Malware research is a very dynamic field given the ever-changing security landscape in the modern day. Security against malicious software such as viruses, worms, Trojan horses, etc. requires continual improvement or even novel methods to improve the detection of such software. Several proposed mechanisms have been implemented, but often significantly lack automation capability. This has motivated researchers over the years to look into implementations leveraging areas of machine learning such as Deep learning. In this project, two convolutional neural networks were implemented to study their detection accuracy given differences in their depths and hyperparameters.
This repository contains live Windows portable executable malware samples in the password-protected archive named samples.7z, the password is "infected". I will not be held liable for any damage that may occur from mishandling the samples. You have been warned! The are 4000 samples in the archive, to extract them you can use the following command:
7z x samples.7z -pinfected
The thesis writeup for this project can be found here , the writeup begins by introducing concepts explored throughout the project and builds up to the experiments done in this repository.
Scripts written in bash and python are provided in the scripts directory to convert the malware binaries into images and split the images into training, validation and testing datasets. imauto.sh is provided for automating the conversion, and split.sh is provided for automating splitting the dataset.
A Makefile is provided should you wish to use it to run the program. Just so you know, calling makes creating a Python environment for you assuming you do not have one, and also installs the necessary packages specified in the requirements.txt file. training, testing, and clean commands are provided in the file and can be executed by:
make <command_name>
You are required to first install the necessary packages needed to run the program, this can be done with the following command:
pip install -r requirements.txt
You can then execute the following command to train or test the models:
python CNN_Malware_Train_Test.py <flag> <model_name>
Where flag must either be:
- --train (For training a model, requires a train_output directory in the root directory to save all the files generated, including the state dict of the model)
- --test (For testing a model, requires a test_output directory in the root directory to save all the files generated)
Where model_name must either be:
- Model_One
- Model_Two
Hyperparameter tuning is done on the platform weights and biases, if you wish to do this yourself. The notebook CNN_Malware_Hyperparameter_Study.ipynb is provided.

■ **Records provided**
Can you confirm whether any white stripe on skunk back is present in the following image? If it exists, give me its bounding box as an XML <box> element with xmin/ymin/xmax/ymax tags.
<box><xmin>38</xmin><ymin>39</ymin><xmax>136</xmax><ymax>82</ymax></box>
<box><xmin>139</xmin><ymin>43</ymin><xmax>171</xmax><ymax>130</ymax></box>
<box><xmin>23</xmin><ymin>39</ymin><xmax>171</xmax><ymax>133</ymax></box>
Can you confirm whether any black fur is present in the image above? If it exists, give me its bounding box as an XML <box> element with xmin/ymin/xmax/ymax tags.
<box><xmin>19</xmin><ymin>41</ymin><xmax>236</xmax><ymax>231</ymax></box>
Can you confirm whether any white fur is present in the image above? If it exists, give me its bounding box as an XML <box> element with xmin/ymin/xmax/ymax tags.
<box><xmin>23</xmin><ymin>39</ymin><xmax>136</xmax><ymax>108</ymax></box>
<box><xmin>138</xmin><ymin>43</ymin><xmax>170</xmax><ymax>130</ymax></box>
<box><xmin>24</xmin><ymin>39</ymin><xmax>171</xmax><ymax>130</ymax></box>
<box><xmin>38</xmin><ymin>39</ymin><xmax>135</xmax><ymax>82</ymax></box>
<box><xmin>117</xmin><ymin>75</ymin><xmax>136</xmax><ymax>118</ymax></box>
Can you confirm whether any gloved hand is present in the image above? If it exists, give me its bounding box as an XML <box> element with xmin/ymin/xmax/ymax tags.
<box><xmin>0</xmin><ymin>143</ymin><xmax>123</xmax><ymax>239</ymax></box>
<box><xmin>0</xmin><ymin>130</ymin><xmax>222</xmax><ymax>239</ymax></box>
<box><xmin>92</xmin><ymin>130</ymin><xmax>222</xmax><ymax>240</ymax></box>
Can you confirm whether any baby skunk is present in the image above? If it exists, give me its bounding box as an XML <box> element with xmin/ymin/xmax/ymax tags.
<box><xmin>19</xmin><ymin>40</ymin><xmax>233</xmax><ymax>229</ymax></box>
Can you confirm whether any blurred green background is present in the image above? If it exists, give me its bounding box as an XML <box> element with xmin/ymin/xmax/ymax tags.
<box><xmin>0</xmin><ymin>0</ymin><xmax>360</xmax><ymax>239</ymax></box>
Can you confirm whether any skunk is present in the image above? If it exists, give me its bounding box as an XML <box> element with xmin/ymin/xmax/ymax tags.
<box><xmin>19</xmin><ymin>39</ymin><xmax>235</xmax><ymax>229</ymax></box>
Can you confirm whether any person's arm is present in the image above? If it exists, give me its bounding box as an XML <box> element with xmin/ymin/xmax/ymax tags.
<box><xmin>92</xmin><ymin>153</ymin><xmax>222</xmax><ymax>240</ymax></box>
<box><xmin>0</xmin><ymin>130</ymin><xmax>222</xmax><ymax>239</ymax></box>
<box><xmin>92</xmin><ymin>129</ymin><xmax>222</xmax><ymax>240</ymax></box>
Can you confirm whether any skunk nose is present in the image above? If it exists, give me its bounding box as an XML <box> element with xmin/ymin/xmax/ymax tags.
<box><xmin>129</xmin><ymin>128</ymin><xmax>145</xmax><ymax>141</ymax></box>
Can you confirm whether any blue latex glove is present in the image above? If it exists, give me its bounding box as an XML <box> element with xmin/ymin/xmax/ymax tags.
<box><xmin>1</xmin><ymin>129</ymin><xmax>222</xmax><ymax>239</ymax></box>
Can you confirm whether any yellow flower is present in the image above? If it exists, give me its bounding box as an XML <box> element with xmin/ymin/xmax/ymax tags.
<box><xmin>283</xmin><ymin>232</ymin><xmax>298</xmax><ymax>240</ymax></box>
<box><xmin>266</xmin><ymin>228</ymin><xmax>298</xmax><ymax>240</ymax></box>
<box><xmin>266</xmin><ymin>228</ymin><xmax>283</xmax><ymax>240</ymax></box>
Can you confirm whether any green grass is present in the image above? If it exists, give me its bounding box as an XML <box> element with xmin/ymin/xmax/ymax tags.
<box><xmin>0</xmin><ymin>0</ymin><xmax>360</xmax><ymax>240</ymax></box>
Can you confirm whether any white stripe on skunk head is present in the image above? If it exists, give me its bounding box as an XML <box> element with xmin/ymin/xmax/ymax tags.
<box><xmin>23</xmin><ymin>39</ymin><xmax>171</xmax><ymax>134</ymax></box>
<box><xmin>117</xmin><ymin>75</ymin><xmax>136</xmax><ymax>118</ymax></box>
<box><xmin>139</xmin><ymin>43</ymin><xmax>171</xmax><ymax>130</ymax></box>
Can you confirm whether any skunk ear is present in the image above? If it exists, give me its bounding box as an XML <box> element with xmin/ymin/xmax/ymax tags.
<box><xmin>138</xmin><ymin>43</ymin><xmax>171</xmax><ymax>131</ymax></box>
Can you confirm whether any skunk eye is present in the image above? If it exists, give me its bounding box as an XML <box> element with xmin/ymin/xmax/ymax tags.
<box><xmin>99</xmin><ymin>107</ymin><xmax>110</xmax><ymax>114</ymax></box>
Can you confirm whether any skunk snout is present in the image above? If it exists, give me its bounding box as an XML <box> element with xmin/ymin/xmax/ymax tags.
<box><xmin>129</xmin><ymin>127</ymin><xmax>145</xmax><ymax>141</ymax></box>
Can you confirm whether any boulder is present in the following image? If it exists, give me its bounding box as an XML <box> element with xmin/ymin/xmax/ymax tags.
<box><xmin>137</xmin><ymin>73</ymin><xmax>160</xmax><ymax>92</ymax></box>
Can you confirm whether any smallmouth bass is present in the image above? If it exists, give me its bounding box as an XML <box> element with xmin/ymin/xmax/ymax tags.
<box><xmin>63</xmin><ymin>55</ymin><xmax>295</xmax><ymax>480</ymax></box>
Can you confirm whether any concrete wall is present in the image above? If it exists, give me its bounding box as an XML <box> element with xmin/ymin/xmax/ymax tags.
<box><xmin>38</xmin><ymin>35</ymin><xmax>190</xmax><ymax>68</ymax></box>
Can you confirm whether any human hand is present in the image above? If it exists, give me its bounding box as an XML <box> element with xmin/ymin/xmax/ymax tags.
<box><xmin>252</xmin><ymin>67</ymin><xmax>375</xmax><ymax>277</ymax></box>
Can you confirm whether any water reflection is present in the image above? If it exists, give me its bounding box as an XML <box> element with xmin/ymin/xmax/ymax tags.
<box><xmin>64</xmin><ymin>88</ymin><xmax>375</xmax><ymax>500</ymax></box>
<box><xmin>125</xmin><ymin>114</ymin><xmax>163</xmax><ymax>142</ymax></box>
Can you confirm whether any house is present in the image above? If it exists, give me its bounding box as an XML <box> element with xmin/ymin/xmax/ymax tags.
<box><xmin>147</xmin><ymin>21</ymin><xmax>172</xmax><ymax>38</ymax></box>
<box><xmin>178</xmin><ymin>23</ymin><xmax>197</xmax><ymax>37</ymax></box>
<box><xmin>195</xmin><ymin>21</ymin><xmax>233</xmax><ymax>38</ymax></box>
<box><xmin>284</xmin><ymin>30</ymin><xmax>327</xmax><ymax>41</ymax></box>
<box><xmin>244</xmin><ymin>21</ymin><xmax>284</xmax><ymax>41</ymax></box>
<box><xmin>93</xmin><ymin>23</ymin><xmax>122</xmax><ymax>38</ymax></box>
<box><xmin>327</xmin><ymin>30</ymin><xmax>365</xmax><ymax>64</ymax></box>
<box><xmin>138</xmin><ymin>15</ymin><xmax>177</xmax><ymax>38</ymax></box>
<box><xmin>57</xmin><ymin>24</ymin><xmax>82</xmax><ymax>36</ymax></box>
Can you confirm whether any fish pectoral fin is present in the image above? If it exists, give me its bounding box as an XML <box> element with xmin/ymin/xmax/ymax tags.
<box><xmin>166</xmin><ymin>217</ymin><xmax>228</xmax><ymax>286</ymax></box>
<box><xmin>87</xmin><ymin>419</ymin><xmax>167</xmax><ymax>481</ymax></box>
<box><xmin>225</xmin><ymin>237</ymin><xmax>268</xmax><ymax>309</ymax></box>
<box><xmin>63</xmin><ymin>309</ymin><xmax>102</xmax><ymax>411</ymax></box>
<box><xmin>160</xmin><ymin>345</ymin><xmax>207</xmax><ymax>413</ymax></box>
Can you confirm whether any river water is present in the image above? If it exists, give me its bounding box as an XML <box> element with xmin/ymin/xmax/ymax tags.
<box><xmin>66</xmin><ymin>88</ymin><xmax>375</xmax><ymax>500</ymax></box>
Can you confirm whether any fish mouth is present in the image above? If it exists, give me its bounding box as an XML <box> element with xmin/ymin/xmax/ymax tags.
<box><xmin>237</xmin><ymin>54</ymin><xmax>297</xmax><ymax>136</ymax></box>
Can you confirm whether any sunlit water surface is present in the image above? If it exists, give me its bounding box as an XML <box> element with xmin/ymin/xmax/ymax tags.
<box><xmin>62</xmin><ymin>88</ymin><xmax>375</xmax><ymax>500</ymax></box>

■ **Tasks to carry out**
- A) Reproduce the stretch of the CNN malware project text from "Scripts written in" through "splitting the dataset.".
- B) According to the CNN malware project text, what is the password for the samples.7z archive?

■ **Completed exercise**
- A)
Scripts written in bash and python are provided in the scripts directory to convert the malware binaries into images and split the images into training, validation and testing datasets. imauto.sh is provided for automating the conversion, and split.sh is provided for automating splitting the dataset.

- B) The password is "infected".